* EXERCISE DIRECTIONS *
Please state how many permitted source countries the construction, manufacturing and services sectors may now hire foreign workers from, according to the passage on foreign worker hiring.

Start of PAGE EXCERPT

The Government has given the green light for three crucial sectors – construction, manufacturing and services – to hire foreign workers from all the 15 permitted source countries as stipulated by the Home Affairs Ministry. This is on top of the approval given to a proposal by the Construction Labour Exchange Centre Bhd (CLAB), an organisation under the Construction Industry Development Board (CIDB), to fully manage the entry of foreign construction workers involving more than 100 people.
These will provide much relief for the construction sector, which has been plagued with the issue of labour shortage, triggered by the MCOs in 2020 and 2021 that saw many foreign workers returning to their originating countries, including those that caught their employers off guard by fleeing illegally. Alternative sources. The Government’s latest decision opens up the avenue for construction companies to hire workers from other countries such as Thailand, Cambodia, Nepal, Myanmar, Laos, Vietnam, the Philippines, Pakistan, Sri Lanka, Turkmenistan, Uzbekistan and Kazakhstan.

End of PAGE EXCERPT
Start of DATASET EXTRACT

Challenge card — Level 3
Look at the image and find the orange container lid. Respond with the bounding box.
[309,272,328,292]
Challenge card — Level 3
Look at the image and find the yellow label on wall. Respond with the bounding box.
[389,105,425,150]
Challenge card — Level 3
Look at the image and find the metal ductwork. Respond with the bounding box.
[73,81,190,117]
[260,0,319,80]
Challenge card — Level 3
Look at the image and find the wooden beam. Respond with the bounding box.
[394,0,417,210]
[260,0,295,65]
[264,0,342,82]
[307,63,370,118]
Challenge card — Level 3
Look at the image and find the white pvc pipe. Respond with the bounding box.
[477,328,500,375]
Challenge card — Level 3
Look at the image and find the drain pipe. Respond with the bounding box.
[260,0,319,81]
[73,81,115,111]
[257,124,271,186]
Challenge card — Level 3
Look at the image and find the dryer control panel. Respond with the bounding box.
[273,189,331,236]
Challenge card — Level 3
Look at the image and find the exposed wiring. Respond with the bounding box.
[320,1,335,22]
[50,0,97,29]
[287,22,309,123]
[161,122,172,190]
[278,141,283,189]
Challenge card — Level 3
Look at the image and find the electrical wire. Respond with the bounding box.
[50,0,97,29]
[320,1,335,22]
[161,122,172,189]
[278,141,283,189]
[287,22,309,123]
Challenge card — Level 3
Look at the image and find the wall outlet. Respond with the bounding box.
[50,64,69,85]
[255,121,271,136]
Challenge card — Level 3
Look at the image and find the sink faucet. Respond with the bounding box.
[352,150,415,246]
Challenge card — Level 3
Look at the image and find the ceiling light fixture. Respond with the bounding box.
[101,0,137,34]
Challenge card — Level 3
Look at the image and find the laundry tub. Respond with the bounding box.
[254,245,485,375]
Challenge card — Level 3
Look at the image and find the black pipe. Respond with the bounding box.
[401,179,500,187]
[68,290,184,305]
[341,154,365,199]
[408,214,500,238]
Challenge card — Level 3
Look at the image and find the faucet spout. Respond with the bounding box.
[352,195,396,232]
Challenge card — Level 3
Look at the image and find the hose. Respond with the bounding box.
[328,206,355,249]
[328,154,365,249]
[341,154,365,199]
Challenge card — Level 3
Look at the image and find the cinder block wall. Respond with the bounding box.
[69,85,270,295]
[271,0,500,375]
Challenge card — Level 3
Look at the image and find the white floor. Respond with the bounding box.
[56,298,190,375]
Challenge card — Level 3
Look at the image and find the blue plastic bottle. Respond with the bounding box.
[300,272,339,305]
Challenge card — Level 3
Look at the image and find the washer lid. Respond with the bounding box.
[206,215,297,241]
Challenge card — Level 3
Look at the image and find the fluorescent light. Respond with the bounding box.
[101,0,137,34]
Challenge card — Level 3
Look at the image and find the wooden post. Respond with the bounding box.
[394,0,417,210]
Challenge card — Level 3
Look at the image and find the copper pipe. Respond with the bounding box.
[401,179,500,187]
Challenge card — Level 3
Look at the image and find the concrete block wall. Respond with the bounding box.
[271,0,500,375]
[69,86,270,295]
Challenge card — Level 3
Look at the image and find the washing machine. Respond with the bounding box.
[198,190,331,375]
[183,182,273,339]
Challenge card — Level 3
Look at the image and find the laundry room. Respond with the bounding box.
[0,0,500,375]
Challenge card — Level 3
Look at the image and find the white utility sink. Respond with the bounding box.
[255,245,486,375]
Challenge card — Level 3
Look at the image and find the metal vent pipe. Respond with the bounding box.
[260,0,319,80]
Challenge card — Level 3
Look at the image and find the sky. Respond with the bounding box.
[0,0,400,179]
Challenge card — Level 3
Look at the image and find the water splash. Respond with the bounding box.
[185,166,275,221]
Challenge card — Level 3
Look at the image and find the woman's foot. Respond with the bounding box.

End of DATASET EXTRACT

* FINAL ANSWER *
They may hire from all 15 permitted source countries.